作成する内容: 遠視の解説文では、軽度の遠視でもよく見える状態をつくれる理由が説明されています。その理由を説明してください。

課題文:
++++++++

目の機能はしばしばカメラに例えられます。カメラのレンズに相当するのが、角膜(黒目)と水晶体、フィルムが網膜です。外から入ってきた光は、角膜と水晶体で曲げられて、網膜の上に焦点を結びます。
遠視とは?見え方の仕組みや原因を解説
作成日:2023/1/18 更新日:2024/11/13
遠視とは?屈折異常のしくみ
水晶体が厚みを増やして、屈折力(光を曲げる力)を強くすると、この焦点は前方(角膜側)へ移動します。これを調節と呼びます。
遠くのものを見たときに、この「調節」をすることなく網膜上に焦点が結ばれる状態のことを「正視」というのに対し、屈折力が強すぎたり弱すぎたりして、焦点が網膜からズレてしまう状態を「屈折異常」といいます。遠視とは、屈折異常のひとつで、調節をしていない状態では網膜より後ろで焦点があってしまう状態のことをいいます。軽度の場合は、目の調節が働き、焦点が網膜上へ移動し、よく見える状態をつくることができます。
遠視の種類は2つある
遠視には、「軸性遠視」と「屈折性遠視」という2種類があります。
- 軸性遠視:眼軸(がんじく:眼球の奥行のこと)が短いために起こる遠視のことです。
- 屈折性遠視:角膜や水晶体の屈折力(光を曲げる力)が弱いことにより起こる遠視です。
遠視がある方は、これら2種類の状態を両方とも持っている場合が多いです。
遠視の症状
程度によりますが、遠視は次のような症状を招く場合があります。

++++++++

データ一覧:
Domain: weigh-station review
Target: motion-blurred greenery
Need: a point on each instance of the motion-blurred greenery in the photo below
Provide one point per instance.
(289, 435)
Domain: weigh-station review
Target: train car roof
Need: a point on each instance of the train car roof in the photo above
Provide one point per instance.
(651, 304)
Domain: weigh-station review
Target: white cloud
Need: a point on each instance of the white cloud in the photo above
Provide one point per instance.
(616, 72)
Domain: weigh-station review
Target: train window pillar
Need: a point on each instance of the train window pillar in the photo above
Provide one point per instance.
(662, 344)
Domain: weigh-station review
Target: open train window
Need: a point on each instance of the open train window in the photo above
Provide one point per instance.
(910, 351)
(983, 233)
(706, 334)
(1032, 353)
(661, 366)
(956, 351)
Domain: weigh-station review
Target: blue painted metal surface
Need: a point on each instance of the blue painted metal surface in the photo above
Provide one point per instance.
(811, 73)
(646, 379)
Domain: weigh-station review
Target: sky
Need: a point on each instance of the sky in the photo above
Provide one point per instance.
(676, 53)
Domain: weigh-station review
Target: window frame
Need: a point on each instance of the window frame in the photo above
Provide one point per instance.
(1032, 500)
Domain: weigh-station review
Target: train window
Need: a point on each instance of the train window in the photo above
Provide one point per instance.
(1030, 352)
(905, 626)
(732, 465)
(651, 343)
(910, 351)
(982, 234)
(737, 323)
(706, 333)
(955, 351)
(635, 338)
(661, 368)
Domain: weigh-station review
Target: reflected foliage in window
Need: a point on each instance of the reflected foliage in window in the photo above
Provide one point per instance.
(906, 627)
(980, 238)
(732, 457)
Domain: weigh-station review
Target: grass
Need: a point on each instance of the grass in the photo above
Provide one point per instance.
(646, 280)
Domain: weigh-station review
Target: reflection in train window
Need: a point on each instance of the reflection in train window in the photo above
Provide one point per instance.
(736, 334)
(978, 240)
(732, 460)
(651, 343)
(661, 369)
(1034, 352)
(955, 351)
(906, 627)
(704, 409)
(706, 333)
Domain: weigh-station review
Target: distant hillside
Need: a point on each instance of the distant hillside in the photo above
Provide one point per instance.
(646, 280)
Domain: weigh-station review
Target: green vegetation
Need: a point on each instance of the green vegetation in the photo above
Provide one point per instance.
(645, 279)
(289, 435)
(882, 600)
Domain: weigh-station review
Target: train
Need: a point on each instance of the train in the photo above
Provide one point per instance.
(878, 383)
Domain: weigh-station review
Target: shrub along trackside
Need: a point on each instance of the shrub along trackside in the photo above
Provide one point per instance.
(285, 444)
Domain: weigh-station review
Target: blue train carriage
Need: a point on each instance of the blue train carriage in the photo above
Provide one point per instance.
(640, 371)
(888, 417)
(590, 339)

++++++++

課題の結果: 軽度の遠視では、目の調節が働き、網膜より後ろにある焦点が網膜上へ移動するためです。調節とは、水晶体が厚みを増して屈折力（光を曲げる力）を強くし、焦点を前方（角膜側）へ移動させることです。